● What is asked: Output every record below exactly as it appears.

--- Begin Stored records ---

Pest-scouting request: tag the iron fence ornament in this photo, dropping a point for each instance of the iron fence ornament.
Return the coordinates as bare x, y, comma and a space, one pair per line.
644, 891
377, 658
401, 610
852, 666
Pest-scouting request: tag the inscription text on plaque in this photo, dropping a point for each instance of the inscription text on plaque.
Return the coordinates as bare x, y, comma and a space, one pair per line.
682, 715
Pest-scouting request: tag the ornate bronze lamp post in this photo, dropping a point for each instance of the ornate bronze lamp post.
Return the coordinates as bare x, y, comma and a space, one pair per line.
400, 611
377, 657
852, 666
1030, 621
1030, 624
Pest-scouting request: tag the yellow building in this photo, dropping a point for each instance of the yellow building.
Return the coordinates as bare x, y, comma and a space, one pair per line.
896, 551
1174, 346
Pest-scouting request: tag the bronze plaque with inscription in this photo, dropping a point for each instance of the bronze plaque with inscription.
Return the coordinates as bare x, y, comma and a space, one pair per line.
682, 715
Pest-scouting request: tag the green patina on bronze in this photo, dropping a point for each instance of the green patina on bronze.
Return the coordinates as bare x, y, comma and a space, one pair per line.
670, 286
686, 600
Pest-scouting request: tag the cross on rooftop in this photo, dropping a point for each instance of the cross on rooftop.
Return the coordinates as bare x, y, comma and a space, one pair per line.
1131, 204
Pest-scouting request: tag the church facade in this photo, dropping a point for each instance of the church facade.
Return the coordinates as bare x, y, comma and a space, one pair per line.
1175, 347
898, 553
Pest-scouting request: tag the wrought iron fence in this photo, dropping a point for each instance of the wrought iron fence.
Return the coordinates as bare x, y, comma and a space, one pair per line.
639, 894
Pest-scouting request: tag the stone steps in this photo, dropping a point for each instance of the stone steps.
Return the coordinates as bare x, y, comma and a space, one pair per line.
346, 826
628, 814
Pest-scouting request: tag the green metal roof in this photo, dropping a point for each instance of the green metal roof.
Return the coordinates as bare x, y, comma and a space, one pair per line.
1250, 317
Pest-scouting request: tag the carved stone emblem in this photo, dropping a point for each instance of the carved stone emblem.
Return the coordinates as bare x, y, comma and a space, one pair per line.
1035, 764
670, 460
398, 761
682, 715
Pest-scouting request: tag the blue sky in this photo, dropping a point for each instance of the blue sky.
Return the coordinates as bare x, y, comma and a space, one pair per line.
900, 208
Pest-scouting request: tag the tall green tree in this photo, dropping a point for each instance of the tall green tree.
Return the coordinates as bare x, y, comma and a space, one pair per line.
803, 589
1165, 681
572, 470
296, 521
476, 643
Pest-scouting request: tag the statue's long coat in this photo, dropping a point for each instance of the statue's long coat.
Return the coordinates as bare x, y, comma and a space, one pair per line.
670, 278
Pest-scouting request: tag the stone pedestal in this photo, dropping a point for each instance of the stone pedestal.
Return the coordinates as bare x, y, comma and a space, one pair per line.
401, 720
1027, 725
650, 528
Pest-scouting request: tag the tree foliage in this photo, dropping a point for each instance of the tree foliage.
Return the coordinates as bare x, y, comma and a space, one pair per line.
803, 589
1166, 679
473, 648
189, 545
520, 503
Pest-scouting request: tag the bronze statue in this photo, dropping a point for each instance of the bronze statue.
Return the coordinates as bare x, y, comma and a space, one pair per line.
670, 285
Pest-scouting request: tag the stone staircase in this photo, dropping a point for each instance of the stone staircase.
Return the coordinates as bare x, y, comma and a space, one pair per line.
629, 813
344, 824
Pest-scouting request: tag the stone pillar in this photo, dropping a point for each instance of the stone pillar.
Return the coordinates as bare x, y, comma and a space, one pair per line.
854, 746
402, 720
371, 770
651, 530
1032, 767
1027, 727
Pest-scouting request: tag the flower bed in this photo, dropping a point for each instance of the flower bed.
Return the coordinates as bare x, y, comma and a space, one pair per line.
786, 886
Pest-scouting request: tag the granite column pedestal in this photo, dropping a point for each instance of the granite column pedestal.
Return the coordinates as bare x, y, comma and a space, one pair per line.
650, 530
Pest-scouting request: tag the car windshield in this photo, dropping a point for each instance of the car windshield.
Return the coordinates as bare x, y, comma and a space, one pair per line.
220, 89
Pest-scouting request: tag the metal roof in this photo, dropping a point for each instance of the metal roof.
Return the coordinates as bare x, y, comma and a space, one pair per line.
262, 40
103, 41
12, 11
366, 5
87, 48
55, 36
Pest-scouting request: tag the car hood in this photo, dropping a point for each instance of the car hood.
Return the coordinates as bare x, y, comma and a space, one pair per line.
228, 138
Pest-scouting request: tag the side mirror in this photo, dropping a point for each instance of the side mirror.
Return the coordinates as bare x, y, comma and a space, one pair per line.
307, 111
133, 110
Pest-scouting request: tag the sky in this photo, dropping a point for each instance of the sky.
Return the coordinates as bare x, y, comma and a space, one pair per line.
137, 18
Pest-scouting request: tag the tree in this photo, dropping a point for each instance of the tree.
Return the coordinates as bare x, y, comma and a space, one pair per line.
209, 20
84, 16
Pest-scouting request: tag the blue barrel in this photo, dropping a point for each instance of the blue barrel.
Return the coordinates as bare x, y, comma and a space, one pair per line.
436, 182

--- End Stored records ---

● Answer:
Pest-scouting request: tag the iron fence ornament in this photo, dropping a point for each instance of the iron fence ornament.
Return the coordinates as bare x, y, comma and a space, one pair per line.
644, 891
377, 658
401, 610
852, 666
Pest-scouting request: tag the inscription text on plaque in this photo, dropping a point for each instance of the inscription text on plaque.
Return the coordinates as bare x, y, comma and a space, one pair per line.
682, 715
Pest-scouting request: tag the ornate bronze lamp post in this photo, dropping a point for each instance of the ornate bronze lamp post.
Return the coordinates as bare x, y, comma and a space, one pair per line.
400, 611
377, 657
852, 666
1030, 621
1030, 624
Pest-scouting request: tag the yellow building in this photo, dropping a point for each instance of the yellow building.
Return the coordinates as bare x, y, comma and a space, one pair per line.
896, 551
1174, 346
Pest-scouting request: tag the bronze plaque with inscription in this photo, dropping a point for each instance of the bronze plaque with inscription.
Return the coordinates as bare x, y, comma and a space, one pair per line.
682, 715
Pest-scouting request: tag the green patina on bronze in this photo, dropping a point for each instance of the green patina on bronze.
Return the coordinates as bare x, y, comma and a space, one pair per line.
670, 286
686, 600
Pest-scouting request: tag the cross on rooftop in this photo, dropping a point for each instance of the cross on rooftop.
Return the coordinates as bare x, y, comma and a space, one pair per line.
1131, 204
Pest-scouting request: tag the church facade in this photo, dropping a point for each instance of the church facade.
Return the coordinates as bare x, y, comma and a space, one pair per line.
1175, 347
898, 553
Pest-scouting request: tag the wrought iron fence in this photo, dropping a point for each instance of the wrought iron fence.
Return the coordinates as bare x, y, comma and a space, one pair per line.
639, 894
Pest-scouting request: tag the stone steps in this photo, dropping a point for each instance of the stone steps.
Return the coordinates as bare x, y, comma and a space, one pair per line.
346, 826
628, 814
Pest-scouting request: tag the green metal roof in this photo, dropping a point for each instance of the green metal roof.
Return the coordinates as bare x, y, comma and a space, one pair per line.
1250, 317
Pest-scouting request: tag the carved stone emblem in this photo, dropping a point for each instance of the carved stone emblem.
Return the coordinates as bare x, y, comma and a space, one pair per line.
1035, 764
670, 460
398, 761
682, 715
Pest-scouting request: tag the blue sky in this photo, dropping a point for each instance of the blue sky.
Return the coordinates as bare x, y, comma and a space, one pair per line.
900, 208
Pest-scouting request: tag the tall green tree in this photo, dropping a point for each instance of the tall green tree.
Return the coordinates as bare x, y, comma and a space, one pair per line.
803, 589
1165, 681
572, 470
296, 521
476, 643
Pest-scouting request: tag the statue's long coat in this photo, dropping a point for each instance of the statue's long coat.
Return the coordinates as bare x, y, comma and a space, one pair per line.
670, 278
Pest-scouting request: tag the stone pedestal in this photo, dropping a point for each instance of the stone pedestal.
Return the coordinates as bare x, y, comma and a space, one pair per line.
401, 720
1027, 725
650, 528
Pest-scouting request: tag the tree foliage in this photo, dropping a point for each instance of the tree foliage.
Return the coordinates as bare x, y, comma and a space, one pair per line.
803, 589
1166, 679
473, 648
189, 545
520, 503
Pest-scouting request: tag the bronze statue in this photo, dropping a point for each instance of the bronze statue.
Return the coordinates as bare x, y, comma and a space, one pair per line.
670, 285
Pest-scouting request: tag the stone staircase in this photo, dropping a point for each instance of the stone staircase.
Return the coordinates as bare x, y, comma and a space, one pair per line.
629, 813
344, 824
Pest-scouting request: tag the stone pillar in this photo, dropping a point for each instance of the stone pillar.
Return the coordinates as bare x, y, comma and a space, one pair per line.
854, 746
402, 720
371, 770
651, 530
1032, 767
1027, 727
Pest-scouting request: tag the flower bed in this photo, dropping a point for each instance of the flower bed.
Return the coordinates as bare x, y, comma and a space, one pair per line.
786, 886
Pest-scouting request: tag the granite column pedestal in this photo, dropping a point for each instance of the granite column pedestal.
Return the coordinates as bare x, y, comma and a space, one pair per line.
650, 530
Pest-scouting request: tag the car windshield in this photo, dropping a point for each instance of the car windshield.
Return the coordinates as bare x, y, comma and a space, one pair per line.
220, 89
Pest-scouting request: tag the metal roof in this photo, dropping a point for each instance of the metal roof.
Return the coordinates as bare x, y, comma and a space, one pair per line.
262, 40
103, 41
12, 11
366, 5
87, 48
55, 36
Pest-scouting request: tag the car hood in this photo, dropping a point for each instance of the car hood.
Return the coordinates as bare x, y, comma and a space, one pair per line.
228, 138
Pest-scouting request: tag the side mirror in this photo, dropping a point for each instance of the side mirror.
Return the coordinates as bare x, y, comma and a space, one pair per line.
307, 111
133, 110
Pest-scouting request: tag the sky in this photo, dropping a point for each instance of the sky.
Return the coordinates as bare x, y, comma and a space, one pair per line.
137, 18
Pest-scouting request: tag the tree in this photo, dropping a point for each instance of the tree.
Return the coordinates as bare x, y, comma and a space, one pair per line.
209, 20
84, 16
Pest-scouting request: tag the blue barrel in this photo, dropping a point for each instance of the blue barrel.
Return the coordinates as bare x, y, comma and a space, one pair per line.
436, 182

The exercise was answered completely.